▸ Exercise brief
Begin at the line that contains "Expected behaviour: for every instance of the dense" and continue through the end of the material. Copy every line, shift each point by adding 66 to both of its coordinates, and leave all other lines unchanged.

Lines of data
◆ ◆ ◆ ◆ ◆ ◆ ◆

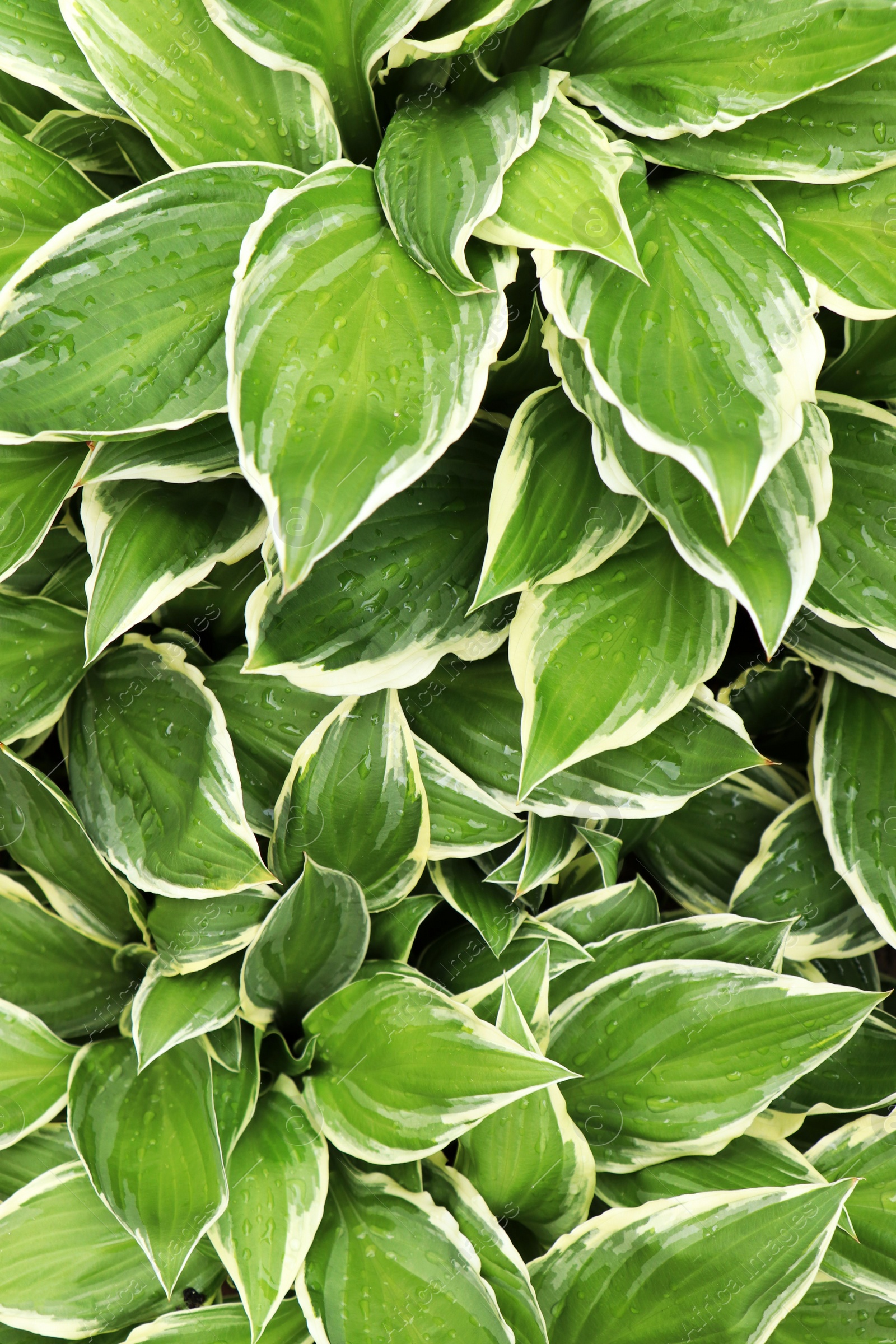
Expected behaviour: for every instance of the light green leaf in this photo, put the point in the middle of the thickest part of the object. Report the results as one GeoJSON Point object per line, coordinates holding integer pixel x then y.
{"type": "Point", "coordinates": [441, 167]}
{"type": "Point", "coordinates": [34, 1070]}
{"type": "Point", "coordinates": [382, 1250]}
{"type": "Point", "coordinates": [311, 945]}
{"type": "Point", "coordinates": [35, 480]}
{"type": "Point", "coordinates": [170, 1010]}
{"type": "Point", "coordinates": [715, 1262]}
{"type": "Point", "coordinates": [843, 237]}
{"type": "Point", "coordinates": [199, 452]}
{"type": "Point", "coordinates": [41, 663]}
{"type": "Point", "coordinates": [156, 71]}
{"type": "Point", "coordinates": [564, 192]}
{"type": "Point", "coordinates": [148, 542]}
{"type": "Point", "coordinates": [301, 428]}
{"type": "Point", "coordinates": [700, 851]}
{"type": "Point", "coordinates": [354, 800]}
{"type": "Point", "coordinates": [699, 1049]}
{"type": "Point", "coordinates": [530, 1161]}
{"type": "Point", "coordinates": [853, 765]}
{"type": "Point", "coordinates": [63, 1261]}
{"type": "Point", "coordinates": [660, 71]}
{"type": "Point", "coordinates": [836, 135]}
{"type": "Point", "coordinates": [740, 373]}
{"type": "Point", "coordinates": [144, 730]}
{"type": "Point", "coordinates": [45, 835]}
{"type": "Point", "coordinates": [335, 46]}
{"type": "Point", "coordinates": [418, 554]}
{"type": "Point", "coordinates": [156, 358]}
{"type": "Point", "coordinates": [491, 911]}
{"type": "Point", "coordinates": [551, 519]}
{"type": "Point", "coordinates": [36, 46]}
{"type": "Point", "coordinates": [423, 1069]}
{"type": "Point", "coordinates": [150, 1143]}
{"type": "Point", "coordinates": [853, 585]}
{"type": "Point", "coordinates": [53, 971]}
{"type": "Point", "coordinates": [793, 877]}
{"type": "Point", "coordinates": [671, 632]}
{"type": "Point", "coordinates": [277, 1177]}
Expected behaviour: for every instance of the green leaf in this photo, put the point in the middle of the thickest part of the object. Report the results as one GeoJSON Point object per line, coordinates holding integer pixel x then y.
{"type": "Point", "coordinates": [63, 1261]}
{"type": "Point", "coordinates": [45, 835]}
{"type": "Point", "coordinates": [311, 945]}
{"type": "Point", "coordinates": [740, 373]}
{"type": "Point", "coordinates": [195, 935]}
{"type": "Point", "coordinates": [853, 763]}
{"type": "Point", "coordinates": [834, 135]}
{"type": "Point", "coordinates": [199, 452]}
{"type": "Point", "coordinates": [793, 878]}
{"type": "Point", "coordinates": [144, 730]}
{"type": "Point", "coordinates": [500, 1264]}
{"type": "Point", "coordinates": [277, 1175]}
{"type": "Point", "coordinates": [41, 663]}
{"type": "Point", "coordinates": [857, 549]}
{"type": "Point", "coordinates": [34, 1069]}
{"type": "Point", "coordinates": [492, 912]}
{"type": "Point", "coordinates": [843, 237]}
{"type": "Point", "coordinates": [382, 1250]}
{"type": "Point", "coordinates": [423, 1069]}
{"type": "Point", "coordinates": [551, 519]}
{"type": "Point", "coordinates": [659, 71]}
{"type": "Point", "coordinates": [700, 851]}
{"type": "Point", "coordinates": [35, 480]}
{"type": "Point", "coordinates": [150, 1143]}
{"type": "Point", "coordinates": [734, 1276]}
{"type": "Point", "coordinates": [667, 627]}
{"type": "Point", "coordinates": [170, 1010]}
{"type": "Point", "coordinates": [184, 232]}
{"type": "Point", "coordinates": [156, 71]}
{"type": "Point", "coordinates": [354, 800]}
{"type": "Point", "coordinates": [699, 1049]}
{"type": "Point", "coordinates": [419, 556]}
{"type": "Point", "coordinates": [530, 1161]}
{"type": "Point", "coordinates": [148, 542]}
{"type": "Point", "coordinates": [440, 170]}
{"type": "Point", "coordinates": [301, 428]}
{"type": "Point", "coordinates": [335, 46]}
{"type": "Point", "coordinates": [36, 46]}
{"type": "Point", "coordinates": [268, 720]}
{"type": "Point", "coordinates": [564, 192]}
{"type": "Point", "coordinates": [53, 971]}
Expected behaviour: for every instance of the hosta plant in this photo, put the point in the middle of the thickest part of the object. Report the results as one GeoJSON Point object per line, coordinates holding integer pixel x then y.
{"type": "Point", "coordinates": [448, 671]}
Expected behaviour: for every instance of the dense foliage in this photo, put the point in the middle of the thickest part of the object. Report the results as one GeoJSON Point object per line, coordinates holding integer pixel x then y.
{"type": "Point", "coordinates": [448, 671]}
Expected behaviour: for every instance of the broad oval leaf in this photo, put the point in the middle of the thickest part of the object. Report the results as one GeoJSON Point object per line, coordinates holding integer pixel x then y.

◆ ◆ ◆ ◆ ◆ ◆ ◆

▸ Written solution
Expected behaviour: for every instance of the dense foliage in this photo, put the point in the middle of the thickest part of the object. Report the results as one GeoJSON Point object per line, coordinates holding integer pixel x then y.
{"type": "Point", "coordinates": [514, 737]}
Expected behaviour: for every instance of the broad oval leaf in this photo, put the point in the middle of the thickest part of the object. Report the results as one GeoJSON Point object per line, coordinates holding integer pixel x then y.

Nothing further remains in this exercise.